*** Texto fornecido

Do já ao ainda
A circunstância crescente da desorganização dos interesses internacionais afeta seguramente a relação dos projetos individuais enfraquecida pela realidade que dificilmente virá a receber e respeitar projetos inovadores. É importante não consentir que tais intervenções impeçam a recuperação de esperança. É por isso que talvez mereçam a maior atenção, respeito, e até agradecimento os jovens investigadores que abordam os desafios mais contundentes.

******

» **Problemas a resolver**:
**1.** Responda às perguntas abaixo com base no texto.
(a) O que a circunstância crescente da desorganização dos interesses internacionais afeta?
(b) O que o texto afirma ser importante não consentir?
(c) Quem talvez mereça a maior atenção, respeito e até agradecimento?
**2.** Cite o trecho do texto que começa nas palavras "Do já ao ainda" e termina depois de "desafios mais contundentes.".
**3.** Segundo o texto, por que os jovens investigadores talvez mereçam a maior atenção, respeito e até agradecimento? Explique em uma a três frases.

*** Registros listados

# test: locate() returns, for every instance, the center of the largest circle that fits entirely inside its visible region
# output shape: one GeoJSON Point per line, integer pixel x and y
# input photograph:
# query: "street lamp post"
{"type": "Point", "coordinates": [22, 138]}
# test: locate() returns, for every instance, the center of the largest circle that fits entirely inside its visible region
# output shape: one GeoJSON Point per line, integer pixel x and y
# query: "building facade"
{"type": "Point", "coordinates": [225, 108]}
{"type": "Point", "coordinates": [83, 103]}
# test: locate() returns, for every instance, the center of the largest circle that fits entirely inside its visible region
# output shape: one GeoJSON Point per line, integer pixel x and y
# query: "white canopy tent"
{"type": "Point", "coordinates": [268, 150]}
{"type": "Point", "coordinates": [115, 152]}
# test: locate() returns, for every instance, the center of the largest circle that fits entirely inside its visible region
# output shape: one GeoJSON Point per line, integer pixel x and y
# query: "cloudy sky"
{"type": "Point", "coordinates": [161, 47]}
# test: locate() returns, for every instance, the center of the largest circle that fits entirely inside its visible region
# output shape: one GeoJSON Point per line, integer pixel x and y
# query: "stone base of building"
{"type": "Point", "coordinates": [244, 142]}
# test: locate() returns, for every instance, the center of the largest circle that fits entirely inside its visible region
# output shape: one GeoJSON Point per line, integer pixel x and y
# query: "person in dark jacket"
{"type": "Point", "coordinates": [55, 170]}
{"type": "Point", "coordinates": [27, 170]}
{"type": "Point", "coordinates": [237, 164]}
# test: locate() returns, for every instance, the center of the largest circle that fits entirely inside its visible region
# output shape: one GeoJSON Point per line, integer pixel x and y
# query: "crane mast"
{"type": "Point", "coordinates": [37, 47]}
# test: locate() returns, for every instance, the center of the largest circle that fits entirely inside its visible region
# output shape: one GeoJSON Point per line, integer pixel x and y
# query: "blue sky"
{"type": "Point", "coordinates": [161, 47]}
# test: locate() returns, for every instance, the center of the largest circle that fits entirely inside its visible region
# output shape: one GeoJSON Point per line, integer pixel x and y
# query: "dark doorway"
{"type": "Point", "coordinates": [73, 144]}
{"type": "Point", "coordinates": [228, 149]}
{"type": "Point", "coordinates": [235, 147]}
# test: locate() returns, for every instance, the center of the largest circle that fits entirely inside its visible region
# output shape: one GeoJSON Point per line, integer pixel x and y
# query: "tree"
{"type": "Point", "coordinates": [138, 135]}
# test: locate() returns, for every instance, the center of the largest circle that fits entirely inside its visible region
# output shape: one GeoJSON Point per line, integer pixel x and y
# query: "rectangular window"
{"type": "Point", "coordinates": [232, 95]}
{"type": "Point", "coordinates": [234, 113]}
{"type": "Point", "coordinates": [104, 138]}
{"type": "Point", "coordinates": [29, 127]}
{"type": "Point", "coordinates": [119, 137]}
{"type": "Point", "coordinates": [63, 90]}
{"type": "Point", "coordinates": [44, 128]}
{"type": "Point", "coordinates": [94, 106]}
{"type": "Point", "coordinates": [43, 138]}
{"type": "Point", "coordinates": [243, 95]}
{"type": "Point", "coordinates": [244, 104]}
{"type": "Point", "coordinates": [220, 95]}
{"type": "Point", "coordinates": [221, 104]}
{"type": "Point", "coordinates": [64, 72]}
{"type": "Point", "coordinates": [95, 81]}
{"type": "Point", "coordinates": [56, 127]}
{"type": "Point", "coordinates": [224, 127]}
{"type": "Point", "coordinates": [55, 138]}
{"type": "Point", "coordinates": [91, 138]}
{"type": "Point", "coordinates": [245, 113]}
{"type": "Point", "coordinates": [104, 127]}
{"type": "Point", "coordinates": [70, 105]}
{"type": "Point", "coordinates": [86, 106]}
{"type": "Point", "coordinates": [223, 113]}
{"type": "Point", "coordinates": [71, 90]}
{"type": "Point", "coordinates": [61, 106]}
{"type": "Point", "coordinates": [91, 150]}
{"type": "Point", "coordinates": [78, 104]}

******

» **Respostas por tarefa**:
**1.**
(a) Afeta a relação dos projetos individuais.
(b) Não se deve consentir que tais intervenções impeçam a recuperação de esperança.
(c) São os jovens investigadores que abordam os desafios mais contundentes.

**2.**
Do já ao ainda
A circunstância crescente da desorganização dos interesses internacionais afeta seguramente a relação dos projetos individuais enfraquecida pela realidade que dificilmente virá a receber e respeitar projetos inovadores. É importante não consentir que tais intervenções impeçam a recuperação de esperança. É por isso que talvez mereçam a maior atenção, respeito, e até agradecimento os jovens investigadores que abordam os desafios mais contundentes.

**3.** Porque o texto considera importante não consentir que tais intervenções impeçam a recuperação de esperança. É por isso que esses jovens, que abordam os desafios mais contundentes, talvez mereçam esse reconhecimento.